● **Text extract**:
# Analog to DMX



## mstaylor (Apr 2, 2010)

This a question I shouldn't have to ask but I am anyway. I have a very old two scene preset board that has a side control for the house. There are also two remote locations that control the house. I would like to take an Express have in another hall, bring it over to the main hall just for houselights initially, then later the rest of the lights. 
I want to figure how to handle analog dimmers via DMX, I am having a brain cramp. When I expand to all the lights I will buy new dimmers. In the old space I have two architectual dimmer packs, Leprecon 12 channel, that will move over for houselights eventually, imediately if necessary. I will put in ETC dimmers for the stage lighting in the second phase. 
The reason I don't want to move the Leprecon dimmers now is I want to not have to replace them where they are now. When I make the change I will put ETC dimmers in the old space and get a new board for there.
I need to do as quickly as possible because the houselight portion of the board has taken a dump and I need a short term solution that is quick. 
Now I have given an extremely long version of a simple question, any solutions.


----------



## JCarroll (Apr 2, 2010)

Northlight Systems DMX512 decoder, 0-10 VDC output.


----------



## Footer (Apr 2, 2010)

What are the outputs from your console into the dimmers?


----------



## derekleffew (Apr 2, 2010)

CB search results for DMX to analog. 

Note that an "Analog to DMX" is possible (DFD model ANL48DMX) but rare, as why anyone would want to use an analog console to control "modern" dimmers is beyond me. Converters are always specified as "what the console outputs" to "what the dimmers want."


----------



## STEVETERRY (Apr 2, 2010)

● **Entries**:
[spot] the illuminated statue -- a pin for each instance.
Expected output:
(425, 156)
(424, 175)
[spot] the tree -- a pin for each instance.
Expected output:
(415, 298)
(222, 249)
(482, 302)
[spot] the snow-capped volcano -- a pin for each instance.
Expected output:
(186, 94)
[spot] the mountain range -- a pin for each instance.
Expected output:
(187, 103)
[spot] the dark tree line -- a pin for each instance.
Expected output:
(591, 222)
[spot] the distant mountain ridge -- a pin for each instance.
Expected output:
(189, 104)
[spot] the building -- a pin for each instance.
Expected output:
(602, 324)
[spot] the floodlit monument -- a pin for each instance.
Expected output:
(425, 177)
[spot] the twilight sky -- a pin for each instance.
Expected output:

● **Task details**:
Return the passage of the Analog to DMX thread from "# Analog to" to "of the lights.", word for word. None of the items are needed here.

● **Exercise answer**:
# Analog to DMX



## mstaylor (Apr 2, 2010)

This a question I shouldn't have to ask but I am anyway. I have a very old two scene preset board that has a side control for the house. There are also two remote locations that control the house. I would like to take an Express have in another hall, bring it over to the main hall just for houselights initially, then later the rest of the lights.